__BRANO DEL DOCUMENTO__.
****************

Uccide a coltellate il figlio tredicenne: “Contenta di averlo fatto, volevano portarmelo via”
SAN SEVERINO MARCHE (Macerata) – Avevano cenato assieme, loro due da soli, la sera della Vigilia. Per il Natale la mamma gli aveva regalato le costruzioni Lego. Ma quando, alzatosi da tavola, il figlio 13enne si è lasciato alle spalle la soglia della casa materna per raggiungere l’abitazione del padre e trascorrere le feste con lui – moglie e marito sono separati -, la furia della donna è esplosa in tutta la sua drammatica follia. Nove coltellate hanno colpito il ragazzino. Lei lo ha inseguito fin sul pianerottolo, poi si è lanciata su di lui col fendente in mano. Quattro volte lo ha trafitto al petto. Un affondo è andato dritto al cuore. Simone non ce l’ha fatta. Si è accasciato a terra privo di vita. A dare l’allarme sono stati i vicini, richiamati dalle urla di madre e figlio. Quando sono arrivati i carabinieri, lei era ancora col coltello in mano. Qualche ora più tardi, rinchiusa nel carcere di Camerino, la donna – Deborah Calamai, 38 anni – avrebbe detto: “Sono contenta di averlo fatto, volevano portarmelo via”.

****************

__MATERIALE FORNITO__.
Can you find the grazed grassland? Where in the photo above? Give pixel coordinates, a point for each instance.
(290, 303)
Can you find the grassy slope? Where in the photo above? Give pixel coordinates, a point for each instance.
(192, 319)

****************

__CONSEGNE__.
**1)** Riassumi in due frasi l'articolo sul ragazzo ucciso a San Severino Marche.
**2)** Rispondi a queste domande sull'articolo del ragazzo ucciso a San Severino Marche:
(a) Che cosa aveva regalato la madre al figlio per Natale?
(b) Chi ha dato l'allarme?
(c) Quante volte il ragazzo è stato colpito al petto?
**3)** Riprendi l'articolo sul ragazzo ucciso a San Severino Marche dal punto in cui finisce.

__RISPOSTE ALLE CONSEGNE__.
**1)** La sera della Vigilia, a San Severino Marche, una madre separata ha colpito con nove coltellate il figlio Simone, di 13 anni, mentre lui lasciava la casa materna per passare le feste dal padre, e una coltellata al cuore lo ha ucciso. Rinchiusa poi nel carcere di Camerino, la donna, Deborah Calamai, 38 anni, avrebbe detto di essere contenta di averlo fatto perché volevano portarglielo via.

**2)**
(a) Le costruzioni Lego.
(b) I vicini, richiamati dalle urla di madre e figlio.
(c) Quattro volte.

**3)**
La tragedia di mercoledì sera ha scosso il paese in cui è avvenuta: San Severino Marche, in provincia di Macerata. La donna, originaria di Firenze, è ora accusata di omicidio, e sempre secondo quanto riferiscono i carabinieri di Macerata, appare “tranquilla”.
Era separata dal marito ed era in corso una pratica per l’affidamento esclusivo di Simone al padre, dato che la donna aveva problemi psicologici e dal 2005 era seguita da un’ospedale psichiatrico. Ieri si era incontrata con il marito, Enrico Forconi, 43 anni, e pare che avessero avuto una discussione sempre in merito all’affidamento dell’adolescente.
Dopo aver cenato con la mamma, il ragazzino avrebbe chiamato il padre con la scusa di chiedergli un aiuto per realizzare il modello con i mattoncini che aveva ricevuto in dono, ma probabilmente nella telefonata c’era una richiesta implicita di aiuto per aver visto la madre in condizioni di forte stress. A quanto sembra, quindi, madre e figlio non avrebbero avuto una lite, ma è probabile che la donna abbia avuto paura che l’ex marito potesse portarle via Simone.
Il padre del ragazzo è arrivato a casa della ex dopo una decina di minuti ma Simone era già morto.
Fonte: “La repubblica”
L’articolo mi piace. E’ scarno, asciutto. Non è ridondante. Chi scrive non esprime giudizi, non veste i protagonisti di aggettivi più o meno turpi. E’ un giornalismo che apprezzo. Mi dà l’impressione di rispettare soprattutto chi muore, non strumentalizzandolo per commuovere chi legge o aizzare verso un carnefice tutti quelli che mirano ad additare un untore.
Il problema?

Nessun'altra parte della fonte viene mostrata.